What you return must be the lines from the first one below through the one containing "like x=4, y=39.", exactly and with pictures excluded.

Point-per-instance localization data
<<<<

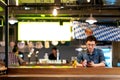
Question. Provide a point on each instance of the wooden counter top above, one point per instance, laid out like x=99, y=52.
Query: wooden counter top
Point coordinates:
x=66, y=70
x=79, y=73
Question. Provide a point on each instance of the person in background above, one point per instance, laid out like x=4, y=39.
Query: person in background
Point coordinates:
x=15, y=56
x=53, y=55
x=92, y=57
x=19, y=55
x=88, y=32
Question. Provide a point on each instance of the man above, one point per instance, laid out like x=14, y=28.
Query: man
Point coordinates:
x=92, y=57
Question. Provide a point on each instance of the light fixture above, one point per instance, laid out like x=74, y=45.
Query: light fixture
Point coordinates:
x=55, y=43
x=54, y=12
x=91, y=19
x=12, y=20
x=17, y=2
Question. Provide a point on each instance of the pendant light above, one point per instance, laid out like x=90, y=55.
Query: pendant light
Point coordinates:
x=91, y=19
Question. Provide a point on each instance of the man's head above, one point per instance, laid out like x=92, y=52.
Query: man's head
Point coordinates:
x=54, y=50
x=88, y=32
x=91, y=43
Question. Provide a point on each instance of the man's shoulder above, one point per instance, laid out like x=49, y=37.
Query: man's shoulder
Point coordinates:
x=99, y=51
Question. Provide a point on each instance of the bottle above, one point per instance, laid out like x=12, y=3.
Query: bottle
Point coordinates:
x=58, y=55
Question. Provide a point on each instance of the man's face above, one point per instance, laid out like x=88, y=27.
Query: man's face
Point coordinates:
x=90, y=46
x=54, y=51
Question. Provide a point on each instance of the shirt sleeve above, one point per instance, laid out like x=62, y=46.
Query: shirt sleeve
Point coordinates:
x=102, y=58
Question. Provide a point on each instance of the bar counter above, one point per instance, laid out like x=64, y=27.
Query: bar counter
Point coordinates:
x=61, y=73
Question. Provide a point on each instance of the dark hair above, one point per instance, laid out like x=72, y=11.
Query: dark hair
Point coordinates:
x=91, y=38
x=54, y=48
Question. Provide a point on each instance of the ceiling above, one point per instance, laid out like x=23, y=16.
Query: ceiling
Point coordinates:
x=106, y=10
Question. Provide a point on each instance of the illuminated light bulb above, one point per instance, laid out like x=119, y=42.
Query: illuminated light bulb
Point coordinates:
x=55, y=43
x=17, y=3
x=55, y=12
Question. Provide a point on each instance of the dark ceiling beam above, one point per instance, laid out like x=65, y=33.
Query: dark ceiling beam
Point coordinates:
x=71, y=12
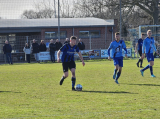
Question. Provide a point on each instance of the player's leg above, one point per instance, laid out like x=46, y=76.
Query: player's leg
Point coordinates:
x=65, y=70
x=151, y=63
x=148, y=66
x=115, y=60
x=72, y=67
x=73, y=79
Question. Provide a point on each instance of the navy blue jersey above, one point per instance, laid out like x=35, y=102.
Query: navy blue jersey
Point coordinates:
x=68, y=52
x=140, y=43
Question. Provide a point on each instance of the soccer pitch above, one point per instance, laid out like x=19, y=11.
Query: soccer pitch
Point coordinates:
x=32, y=91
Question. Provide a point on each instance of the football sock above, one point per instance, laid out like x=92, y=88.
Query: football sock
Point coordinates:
x=62, y=79
x=73, y=82
x=145, y=68
x=151, y=70
x=141, y=62
x=118, y=75
x=115, y=71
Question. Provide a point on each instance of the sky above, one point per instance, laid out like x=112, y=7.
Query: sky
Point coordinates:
x=12, y=9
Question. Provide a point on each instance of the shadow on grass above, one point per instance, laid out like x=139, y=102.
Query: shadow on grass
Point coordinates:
x=9, y=92
x=116, y=92
x=145, y=84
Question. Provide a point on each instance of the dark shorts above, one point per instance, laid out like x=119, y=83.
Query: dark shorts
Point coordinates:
x=150, y=57
x=118, y=61
x=140, y=52
x=68, y=65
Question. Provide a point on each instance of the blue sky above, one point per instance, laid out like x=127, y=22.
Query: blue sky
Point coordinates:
x=12, y=9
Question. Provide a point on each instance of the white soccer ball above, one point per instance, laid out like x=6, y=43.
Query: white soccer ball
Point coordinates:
x=79, y=87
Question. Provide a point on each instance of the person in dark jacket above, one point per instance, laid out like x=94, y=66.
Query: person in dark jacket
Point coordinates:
x=7, y=49
x=66, y=41
x=81, y=45
x=58, y=45
x=27, y=50
x=35, y=50
x=42, y=46
x=52, y=49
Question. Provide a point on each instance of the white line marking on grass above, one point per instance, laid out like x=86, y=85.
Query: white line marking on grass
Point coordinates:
x=82, y=113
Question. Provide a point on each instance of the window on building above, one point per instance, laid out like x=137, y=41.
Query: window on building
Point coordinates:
x=87, y=34
x=83, y=34
x=49, y=35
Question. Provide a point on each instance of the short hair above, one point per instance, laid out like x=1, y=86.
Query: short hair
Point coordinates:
x=149, y=31
x=73, y=37
x=117, y=33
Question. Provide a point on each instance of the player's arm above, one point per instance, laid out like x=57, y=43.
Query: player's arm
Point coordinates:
x=136, y=47
x=155, y=48
x=58, y=55
x=109, y=49
x=80, y=56
x=125, y=49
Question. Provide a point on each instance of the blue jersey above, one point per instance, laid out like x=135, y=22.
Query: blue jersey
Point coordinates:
x=148, y=45
x=68, y=52
x=117, y=48
x=140, y=43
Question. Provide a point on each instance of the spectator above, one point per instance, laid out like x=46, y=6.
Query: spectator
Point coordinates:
x=42, y=46
x=81, y=45
x=52, y=49
x=66, y=41
x=58, y=45
x=35, y=51
x=7, y=49
x=27, y=50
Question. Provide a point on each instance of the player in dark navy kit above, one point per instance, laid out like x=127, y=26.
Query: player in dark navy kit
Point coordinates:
x=117, y=47
x=149, y=48
x=139, y=45
x=69, y=49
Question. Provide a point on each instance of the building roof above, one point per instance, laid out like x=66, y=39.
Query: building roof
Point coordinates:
x=64, y=22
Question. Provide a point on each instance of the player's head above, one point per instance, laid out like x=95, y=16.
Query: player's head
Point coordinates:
x=42, y=41
x=142, y=35
x=149, y=33
x=57, y=40
x=73, y=40
x=34, y=40
x=51, y=41
x=6, y=42
x=117, y=36
x=80, y=40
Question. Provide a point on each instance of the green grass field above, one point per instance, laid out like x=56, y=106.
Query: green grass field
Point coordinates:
x=32, y=91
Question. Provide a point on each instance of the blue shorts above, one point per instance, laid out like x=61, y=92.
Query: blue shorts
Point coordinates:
x=118, y=61
x=150, y=57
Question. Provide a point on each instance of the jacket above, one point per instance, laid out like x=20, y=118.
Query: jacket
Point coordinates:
x=27, y=50
x=81, y=45
x=52, y=47
x=35, y=47
x=42, y=48
x=58, y=45
x=7, y=48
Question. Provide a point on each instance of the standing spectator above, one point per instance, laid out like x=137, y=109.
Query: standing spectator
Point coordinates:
x=27, y=50
x=35, y=51
x=52, y=49
x=58, y=45
x=42, y=46
x=7, y=49
x=66, y=41
x=81, y=45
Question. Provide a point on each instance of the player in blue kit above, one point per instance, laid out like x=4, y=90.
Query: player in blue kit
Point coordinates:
x=69, y=49
x=117, y=47
x=139, y=45
x=148, y=47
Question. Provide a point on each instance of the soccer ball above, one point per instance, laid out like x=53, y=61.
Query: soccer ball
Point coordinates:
x=79, y=87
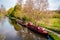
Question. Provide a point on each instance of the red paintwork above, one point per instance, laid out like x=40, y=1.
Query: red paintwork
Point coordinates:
x=37, y=28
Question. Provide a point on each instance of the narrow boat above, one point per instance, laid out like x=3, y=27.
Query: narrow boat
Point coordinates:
x=37, y=28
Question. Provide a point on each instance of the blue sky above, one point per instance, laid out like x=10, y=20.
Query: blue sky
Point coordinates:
x=53, y=4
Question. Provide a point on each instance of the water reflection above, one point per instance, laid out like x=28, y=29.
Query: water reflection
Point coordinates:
x=14, y=31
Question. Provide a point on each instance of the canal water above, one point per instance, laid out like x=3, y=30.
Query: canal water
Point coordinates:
x=13, y=31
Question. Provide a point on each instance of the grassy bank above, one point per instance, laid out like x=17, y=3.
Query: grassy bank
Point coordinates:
x=54, y=36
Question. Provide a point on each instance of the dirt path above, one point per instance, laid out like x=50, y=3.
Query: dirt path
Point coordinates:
x=45, y=28
x=53, y=32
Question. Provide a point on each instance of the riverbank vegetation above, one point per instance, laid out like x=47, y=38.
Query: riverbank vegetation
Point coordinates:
x=40, y=16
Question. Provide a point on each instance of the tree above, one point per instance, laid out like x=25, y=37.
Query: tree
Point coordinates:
x=20, y=2
x=41, y=5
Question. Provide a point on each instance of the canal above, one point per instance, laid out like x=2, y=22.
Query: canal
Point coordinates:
x=13, y=31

>>>>

EXERCISE RESULT >>
Question. Provide a point on each instance of the wooden counter top above, one point per instance, laid out like x=99, y=52.
Query: wooden counter top
Point coordinates:
x=66, y=70
x=79, y=73
Question. Provide a point on each instance of the person in background above, one point per instance, laid out like x=4, y=39.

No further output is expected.